Stormy sea with rays of sunlight breaking through grey cloud

I’ve been down on the Isle of Wight this week. Apparently it made the national news – not my visit, but a huge landslide on Sunday night that took down a great chunk of cliff about a mile north-east of where my mother still lives. For me, there was little immediate impact beyond having to get a different bus, but if you take a look at some of the images online you can see how the landscape has been massively and violently changed.


Islanders know that the ground they live on is inherently unstable, the same way that we know that out here in the Fens we’re dependent on the Norfolk sea defences and a complicated seventeenth century system of drainage to keep the ground around us from flooding and returning to swamp. The wise man built his house upon the rock – but when the rock itself sits precariously above a layer of blue slipper clay, it doesn’t help all that much. It’s tempting to think of our landscapes as safe, stable, unchanging, but that’s at least partly because our own lifetimes are so short compared to geological time. Compared to God’s time. Psalm 90: a thousand years in your sight are like a watch in the night. The three and a half centuries during which Cornelius Vermuyden’s drainage project has been operational are just a blink of an eye to God.

> _Record excerpts_:
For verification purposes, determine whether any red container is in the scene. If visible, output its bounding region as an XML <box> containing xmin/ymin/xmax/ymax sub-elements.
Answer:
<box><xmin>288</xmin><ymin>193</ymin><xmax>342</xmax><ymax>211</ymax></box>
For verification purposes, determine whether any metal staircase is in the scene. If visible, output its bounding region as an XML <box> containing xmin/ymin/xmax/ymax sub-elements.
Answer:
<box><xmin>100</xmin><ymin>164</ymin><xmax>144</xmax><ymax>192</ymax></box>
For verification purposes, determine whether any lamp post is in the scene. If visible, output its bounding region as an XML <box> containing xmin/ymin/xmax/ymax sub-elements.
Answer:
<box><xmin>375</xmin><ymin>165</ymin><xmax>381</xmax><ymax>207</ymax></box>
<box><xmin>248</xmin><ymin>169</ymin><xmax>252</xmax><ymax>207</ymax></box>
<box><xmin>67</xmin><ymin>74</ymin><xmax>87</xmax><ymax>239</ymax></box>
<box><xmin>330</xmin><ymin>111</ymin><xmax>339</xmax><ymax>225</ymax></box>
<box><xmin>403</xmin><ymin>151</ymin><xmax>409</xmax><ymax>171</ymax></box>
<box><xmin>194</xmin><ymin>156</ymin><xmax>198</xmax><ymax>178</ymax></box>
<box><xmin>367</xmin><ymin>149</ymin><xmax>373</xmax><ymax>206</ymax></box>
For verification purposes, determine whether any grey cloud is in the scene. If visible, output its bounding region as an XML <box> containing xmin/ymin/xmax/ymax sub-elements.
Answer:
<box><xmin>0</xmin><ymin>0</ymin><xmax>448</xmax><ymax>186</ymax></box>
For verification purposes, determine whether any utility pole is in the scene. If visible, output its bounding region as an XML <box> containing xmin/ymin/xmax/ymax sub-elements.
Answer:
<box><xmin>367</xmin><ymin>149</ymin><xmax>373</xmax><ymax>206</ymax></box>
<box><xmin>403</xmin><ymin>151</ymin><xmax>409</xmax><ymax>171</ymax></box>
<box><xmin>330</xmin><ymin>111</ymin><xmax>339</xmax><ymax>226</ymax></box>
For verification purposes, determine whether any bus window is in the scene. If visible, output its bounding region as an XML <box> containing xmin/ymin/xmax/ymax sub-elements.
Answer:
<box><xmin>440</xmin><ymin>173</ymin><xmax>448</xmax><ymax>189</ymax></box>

> _Given problem_:
Reproduce the passage about the Isle of Wight landslide word for word, in full. The items are separate material, unrelated to the passage about the Isle of Wight landslide.

> _Answer_:
Stormy sea with rays of sunlight breaking through grey cloud

I’ve been down on the Isle of Wight this week. Apparently it made the national news – not my visit, but a huge landslide on Sunday night that took down a great chunk of cliff about a mile north-east of where my mother still lives. For me, there was little immediate impact beyond having to get a different bus, but if you take a look at some of the images online you can see how the landscape has been massively and violently changed.


Islanders know that the ground they live on is inherently unstable, the same way that we know that out here in the Fens we’re dependent on the Norfolk sea defences and a complicated seventeenth century system of drainage to keep the ground around us from flooding and returning to swamp. The wise man built his house upon the rock – but when the rock itself sits precariously above a layer of blue slipper clay, it doesn’t help all that much. It’s tempting to think of our landscapes as safe, stable, unchanging, but that’s at least partly because our own lifetimes are so short compared to geological time. Compared to God’s time. Psalm 90: a thousand years in your sight are like a watch in the night. The three and a half centuries during which Cornelius Vermuyden’s drainage project has been operational are just a blink of an eye to God.